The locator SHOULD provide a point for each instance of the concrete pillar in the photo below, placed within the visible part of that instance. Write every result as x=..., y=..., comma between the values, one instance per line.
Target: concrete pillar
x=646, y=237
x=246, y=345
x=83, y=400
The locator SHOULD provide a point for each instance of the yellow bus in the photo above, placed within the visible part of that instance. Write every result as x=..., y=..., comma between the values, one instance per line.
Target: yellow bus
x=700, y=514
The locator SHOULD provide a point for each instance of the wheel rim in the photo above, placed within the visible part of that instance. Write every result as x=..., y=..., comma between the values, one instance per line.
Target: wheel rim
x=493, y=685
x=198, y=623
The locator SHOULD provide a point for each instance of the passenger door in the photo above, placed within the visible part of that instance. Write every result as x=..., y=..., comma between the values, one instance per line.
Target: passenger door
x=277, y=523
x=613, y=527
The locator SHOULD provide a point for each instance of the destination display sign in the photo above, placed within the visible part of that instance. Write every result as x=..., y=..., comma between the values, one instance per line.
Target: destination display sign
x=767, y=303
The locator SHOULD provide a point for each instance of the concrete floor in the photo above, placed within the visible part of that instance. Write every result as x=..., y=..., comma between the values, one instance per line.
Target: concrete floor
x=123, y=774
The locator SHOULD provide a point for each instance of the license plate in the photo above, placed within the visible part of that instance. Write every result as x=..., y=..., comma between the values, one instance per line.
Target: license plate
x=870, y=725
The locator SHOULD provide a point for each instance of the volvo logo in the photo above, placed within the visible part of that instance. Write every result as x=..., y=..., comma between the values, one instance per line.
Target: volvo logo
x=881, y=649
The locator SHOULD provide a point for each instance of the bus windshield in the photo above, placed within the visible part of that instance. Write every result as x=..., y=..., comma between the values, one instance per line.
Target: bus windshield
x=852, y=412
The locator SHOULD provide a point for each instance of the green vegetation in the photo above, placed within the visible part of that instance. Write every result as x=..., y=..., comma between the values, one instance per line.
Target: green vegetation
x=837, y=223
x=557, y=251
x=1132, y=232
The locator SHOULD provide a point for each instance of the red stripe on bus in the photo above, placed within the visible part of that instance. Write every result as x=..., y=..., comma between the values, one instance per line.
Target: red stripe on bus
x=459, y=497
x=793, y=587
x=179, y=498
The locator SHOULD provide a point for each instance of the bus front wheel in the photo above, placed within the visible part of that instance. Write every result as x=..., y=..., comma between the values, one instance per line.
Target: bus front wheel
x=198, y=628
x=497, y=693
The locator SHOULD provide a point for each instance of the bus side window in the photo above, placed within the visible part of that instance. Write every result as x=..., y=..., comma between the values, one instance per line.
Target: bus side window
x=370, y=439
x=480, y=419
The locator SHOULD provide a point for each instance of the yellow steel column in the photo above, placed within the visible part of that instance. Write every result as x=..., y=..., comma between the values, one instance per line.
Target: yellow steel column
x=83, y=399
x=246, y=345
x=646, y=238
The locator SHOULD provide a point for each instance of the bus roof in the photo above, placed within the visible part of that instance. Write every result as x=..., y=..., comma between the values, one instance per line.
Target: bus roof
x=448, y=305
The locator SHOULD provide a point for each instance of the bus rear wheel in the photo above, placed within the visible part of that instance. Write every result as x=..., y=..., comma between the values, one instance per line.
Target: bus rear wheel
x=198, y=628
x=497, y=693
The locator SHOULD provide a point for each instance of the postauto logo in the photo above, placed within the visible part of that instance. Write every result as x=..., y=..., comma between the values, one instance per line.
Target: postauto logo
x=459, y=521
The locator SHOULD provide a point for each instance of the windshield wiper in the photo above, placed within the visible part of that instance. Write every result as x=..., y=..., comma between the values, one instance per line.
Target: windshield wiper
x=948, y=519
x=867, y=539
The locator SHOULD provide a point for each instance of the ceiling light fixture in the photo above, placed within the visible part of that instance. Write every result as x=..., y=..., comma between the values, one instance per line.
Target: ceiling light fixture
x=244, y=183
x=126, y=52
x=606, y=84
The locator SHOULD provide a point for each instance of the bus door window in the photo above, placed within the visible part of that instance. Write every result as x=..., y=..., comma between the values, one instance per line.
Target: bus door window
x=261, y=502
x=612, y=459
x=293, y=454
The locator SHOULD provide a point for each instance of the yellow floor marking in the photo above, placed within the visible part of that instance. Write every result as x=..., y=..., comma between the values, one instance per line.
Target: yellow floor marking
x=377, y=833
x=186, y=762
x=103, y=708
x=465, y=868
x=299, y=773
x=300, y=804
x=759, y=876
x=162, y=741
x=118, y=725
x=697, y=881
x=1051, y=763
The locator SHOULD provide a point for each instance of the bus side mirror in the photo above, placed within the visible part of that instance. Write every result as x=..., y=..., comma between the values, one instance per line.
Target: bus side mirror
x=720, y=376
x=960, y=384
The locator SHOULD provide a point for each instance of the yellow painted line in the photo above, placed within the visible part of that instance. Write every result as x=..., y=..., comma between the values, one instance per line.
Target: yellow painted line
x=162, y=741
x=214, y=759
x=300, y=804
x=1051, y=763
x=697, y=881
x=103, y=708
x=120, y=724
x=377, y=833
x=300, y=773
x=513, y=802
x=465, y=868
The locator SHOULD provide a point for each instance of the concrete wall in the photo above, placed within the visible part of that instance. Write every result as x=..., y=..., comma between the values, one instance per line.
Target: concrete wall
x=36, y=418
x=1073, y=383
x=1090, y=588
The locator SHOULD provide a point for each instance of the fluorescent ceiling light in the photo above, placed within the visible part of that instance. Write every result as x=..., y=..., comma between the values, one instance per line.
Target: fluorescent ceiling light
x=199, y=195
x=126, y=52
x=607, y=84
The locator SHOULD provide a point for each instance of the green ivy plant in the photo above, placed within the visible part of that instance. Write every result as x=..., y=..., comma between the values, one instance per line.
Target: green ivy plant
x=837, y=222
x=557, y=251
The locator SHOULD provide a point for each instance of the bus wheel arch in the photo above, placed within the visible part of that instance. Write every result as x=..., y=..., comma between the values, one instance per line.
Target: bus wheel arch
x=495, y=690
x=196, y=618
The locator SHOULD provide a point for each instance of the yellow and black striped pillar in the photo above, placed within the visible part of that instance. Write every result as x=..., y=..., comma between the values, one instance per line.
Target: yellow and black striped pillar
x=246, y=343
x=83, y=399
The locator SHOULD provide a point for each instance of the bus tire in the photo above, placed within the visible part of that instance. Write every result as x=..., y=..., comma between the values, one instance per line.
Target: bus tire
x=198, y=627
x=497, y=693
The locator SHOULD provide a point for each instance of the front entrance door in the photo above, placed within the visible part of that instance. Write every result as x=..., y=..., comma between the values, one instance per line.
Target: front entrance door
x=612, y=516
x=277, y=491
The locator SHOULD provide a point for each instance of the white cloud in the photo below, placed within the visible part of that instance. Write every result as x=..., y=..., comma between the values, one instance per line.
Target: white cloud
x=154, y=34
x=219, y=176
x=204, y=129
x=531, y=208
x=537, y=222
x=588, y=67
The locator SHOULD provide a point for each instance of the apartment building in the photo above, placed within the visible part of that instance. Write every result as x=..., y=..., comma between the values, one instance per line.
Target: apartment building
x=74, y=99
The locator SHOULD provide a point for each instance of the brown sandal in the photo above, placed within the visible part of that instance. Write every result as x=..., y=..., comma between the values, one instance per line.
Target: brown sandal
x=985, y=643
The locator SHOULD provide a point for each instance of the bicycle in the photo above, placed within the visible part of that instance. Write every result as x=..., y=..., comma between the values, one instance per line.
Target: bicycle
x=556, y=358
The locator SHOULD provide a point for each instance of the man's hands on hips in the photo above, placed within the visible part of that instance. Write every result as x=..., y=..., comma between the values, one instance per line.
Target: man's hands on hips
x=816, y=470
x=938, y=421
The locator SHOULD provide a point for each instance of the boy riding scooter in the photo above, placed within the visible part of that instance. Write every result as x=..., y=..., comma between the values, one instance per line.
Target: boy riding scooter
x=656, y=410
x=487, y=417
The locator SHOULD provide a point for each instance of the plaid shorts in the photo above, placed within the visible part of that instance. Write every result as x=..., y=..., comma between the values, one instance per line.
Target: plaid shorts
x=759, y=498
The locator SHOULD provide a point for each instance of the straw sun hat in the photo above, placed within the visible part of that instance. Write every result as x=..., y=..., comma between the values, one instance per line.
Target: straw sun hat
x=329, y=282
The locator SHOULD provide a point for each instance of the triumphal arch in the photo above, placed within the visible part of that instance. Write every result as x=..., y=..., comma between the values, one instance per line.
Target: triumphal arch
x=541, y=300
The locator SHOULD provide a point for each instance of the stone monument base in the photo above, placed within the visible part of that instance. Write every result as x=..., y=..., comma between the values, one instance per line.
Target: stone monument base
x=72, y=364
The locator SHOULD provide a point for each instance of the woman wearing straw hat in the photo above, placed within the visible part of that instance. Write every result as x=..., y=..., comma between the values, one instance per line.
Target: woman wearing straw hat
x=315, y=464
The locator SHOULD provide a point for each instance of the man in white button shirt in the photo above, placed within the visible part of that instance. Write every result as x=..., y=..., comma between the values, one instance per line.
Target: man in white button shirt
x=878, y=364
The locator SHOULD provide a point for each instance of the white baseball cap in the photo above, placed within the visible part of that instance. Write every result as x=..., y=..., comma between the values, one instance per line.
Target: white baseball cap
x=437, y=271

—————

## [Exercise prompt]
Output nothing but the lines from the one containing "Target: man in white button shirt" to the end of the listing, both of those included, exactly as given.

## [Written reply]
Target: man in white button shirt
x=878, y=364
The locator SHOULD provide a point for each instance of the white baseball cap in the photo above, placed within the visible part of that instance. Write every result as x=..., y=..., comma between the values, one instance per line.
Target: white baseball cap
x=437, y=271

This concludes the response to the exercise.